#### QUOTED TEXT
** START **

When to Use Bind Values, and When to Use Inline Values in SQL

Users of jOOQ, PL/SQL, T-SQL are spoiled as they hardly ever need to worry about bind values. Consider the following statements: Using jOOQ


public int countActors(String firstName, String lastName) {
    return ctx.selectCount()
              .from(ACTOR)
              .where(ACTOR.FIRST_NAME.eq(firstName))
              .and(ACTOR.LAST_NAME.eq(lastName))
              .fetchOneInto(int.class);
    );
}

The method parameters firstName and lastName will be automatically mapped to bind values in the generated SQL statement. Here’s the debug log output when running the above, where the first statement is sent to the JDBC driver and then to the database, wheas the second statement is generated for debugging purposes only:

Executing query          : 
    select count(*)
    from "SAKILA"."ACTOR"
    where (
      "SAKILA"."ACTOR"."FIRST_NAME" = ?
      and "SAKILA"."ACTOR"."LAST_NAME" = ?
    )
-> with bind values      : 
    select count(*)
    from "SAKILA"."ACTOR"
    where (
      "SAKILA"."ACTOR"."FIRST_NAME" = 'SUSAN'
      and "SAKILA"."ACTOR"."LAST_NAME" = 'DAVIS'
    )
Fetched result           : +-----+
                         : |count|
                         : +-----+
                         : |    2|
                         : +-----+

With this API design, users don’t have to worry about binding variables explicitly at all, nor about remembering bind variable indexes or the data type of a bind value. This works because the overloaded Field<T>.eq(T) method (as well as pretty much every other method that works in a similar way) internally delegates to the more generic Field<T>.eq(Field<T>) method by wrapping the argument value in an explicit bind variable expression DSL.val(T) in the jOOQ SQL expression tree. Using PL/SQL The same is true when you’re using PL/SQL (or any other stored procedure language of another database), for instance:


SET SERVEROUTPUT ON
DECLARE
  
  FUNCTION count_actors (
    p_first_name VARCHAR2, 
    p_last_name VARCHAR2
  ) RETURN NUMBER IS 
    v_result NUMBER(10);
  BEGIN
    SELECT count(*)

** END **

(Dataset items)

** START **

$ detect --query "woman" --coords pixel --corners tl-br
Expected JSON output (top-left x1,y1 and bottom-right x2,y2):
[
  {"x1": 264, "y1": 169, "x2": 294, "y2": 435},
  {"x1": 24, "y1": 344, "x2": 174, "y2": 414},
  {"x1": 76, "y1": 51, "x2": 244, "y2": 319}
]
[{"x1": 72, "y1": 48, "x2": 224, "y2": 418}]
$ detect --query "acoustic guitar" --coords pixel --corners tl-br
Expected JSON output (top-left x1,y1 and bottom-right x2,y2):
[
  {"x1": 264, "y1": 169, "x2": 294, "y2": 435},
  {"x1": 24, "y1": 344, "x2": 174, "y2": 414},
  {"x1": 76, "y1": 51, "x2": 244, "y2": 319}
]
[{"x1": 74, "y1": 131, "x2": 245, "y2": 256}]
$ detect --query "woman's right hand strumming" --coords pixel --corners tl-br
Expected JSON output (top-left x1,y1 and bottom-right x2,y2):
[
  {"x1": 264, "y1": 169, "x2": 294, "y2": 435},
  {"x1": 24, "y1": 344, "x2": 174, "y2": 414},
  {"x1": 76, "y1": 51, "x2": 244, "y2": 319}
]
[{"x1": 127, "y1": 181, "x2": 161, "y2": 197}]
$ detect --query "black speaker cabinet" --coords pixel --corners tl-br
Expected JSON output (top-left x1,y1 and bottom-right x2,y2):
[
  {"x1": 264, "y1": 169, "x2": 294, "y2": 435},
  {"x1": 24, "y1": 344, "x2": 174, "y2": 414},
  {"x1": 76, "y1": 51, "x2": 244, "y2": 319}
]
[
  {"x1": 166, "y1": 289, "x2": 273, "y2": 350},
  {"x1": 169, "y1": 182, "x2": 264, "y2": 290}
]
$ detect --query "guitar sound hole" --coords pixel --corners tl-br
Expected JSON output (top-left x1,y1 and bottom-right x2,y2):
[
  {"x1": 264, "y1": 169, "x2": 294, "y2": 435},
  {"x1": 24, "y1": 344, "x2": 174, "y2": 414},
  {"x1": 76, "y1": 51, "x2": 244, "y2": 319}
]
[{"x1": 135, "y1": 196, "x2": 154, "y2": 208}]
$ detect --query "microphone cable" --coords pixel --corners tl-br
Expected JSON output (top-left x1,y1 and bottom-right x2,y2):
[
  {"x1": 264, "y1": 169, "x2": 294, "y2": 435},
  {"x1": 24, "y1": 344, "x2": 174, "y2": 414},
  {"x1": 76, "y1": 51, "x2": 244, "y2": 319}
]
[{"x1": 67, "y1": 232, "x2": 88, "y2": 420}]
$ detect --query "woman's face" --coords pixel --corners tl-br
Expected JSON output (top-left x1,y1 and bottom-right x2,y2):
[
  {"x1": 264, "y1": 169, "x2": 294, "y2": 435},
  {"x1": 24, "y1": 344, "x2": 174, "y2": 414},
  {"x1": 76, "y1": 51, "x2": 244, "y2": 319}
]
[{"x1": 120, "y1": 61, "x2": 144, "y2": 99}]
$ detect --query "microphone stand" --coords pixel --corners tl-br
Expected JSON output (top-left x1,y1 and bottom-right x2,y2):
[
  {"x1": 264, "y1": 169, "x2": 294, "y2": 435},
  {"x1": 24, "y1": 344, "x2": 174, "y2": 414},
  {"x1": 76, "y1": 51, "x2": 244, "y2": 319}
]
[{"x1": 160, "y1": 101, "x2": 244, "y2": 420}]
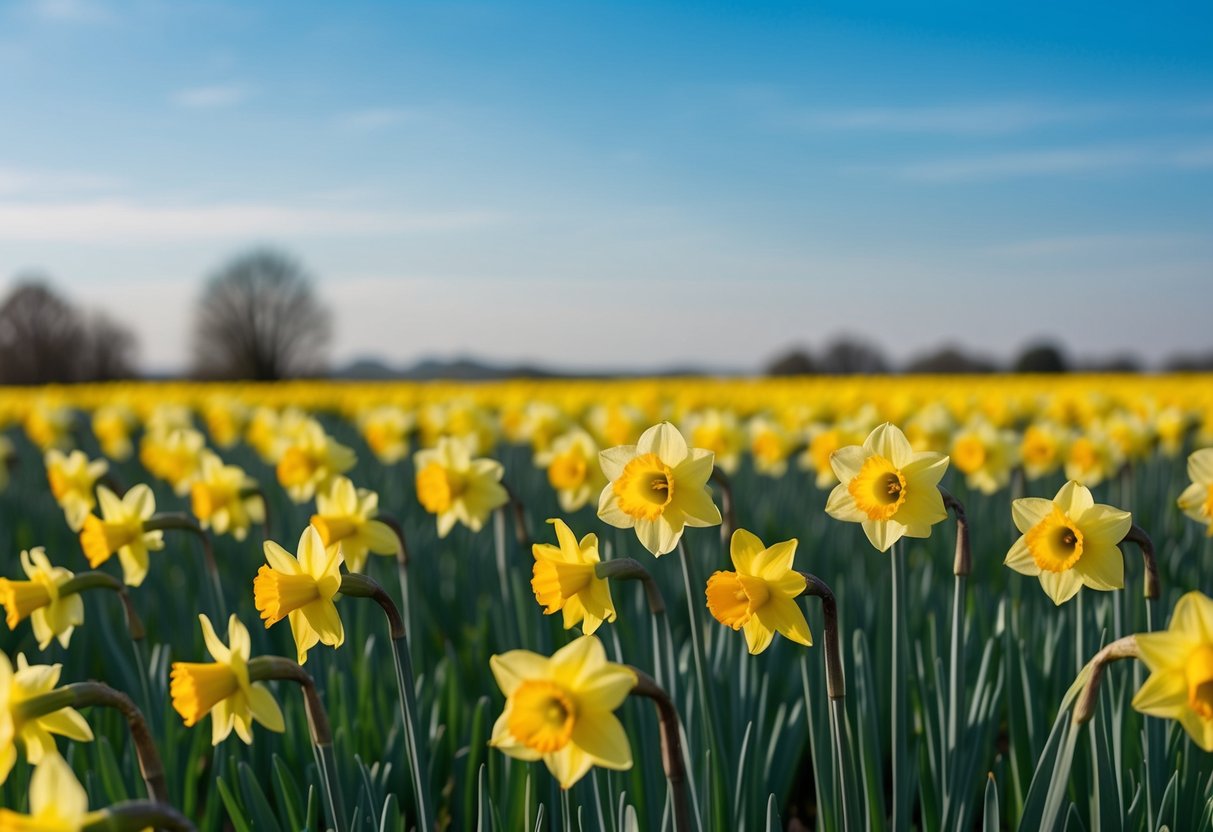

** END **

#### PROBLEMS
**a.** In the article on bind values, condense the paragraph beginning "The method parameters firstName and lastName" into a shorter version that keeps its main facts.
**b.** Count the lines in the records that contain the word "guitar", and give only the number.
The records are unrelated to the article on bind values.

#### CORRECT ANSWERS
**a.** The method parameters firstName and lastName are automatically mapped to bind values in the generated SQL statement. The debug log from running the method shows two statements. The first is sent to the JDBC driver and then to the database. The second is generated for debugging purposes only.

**b.** 2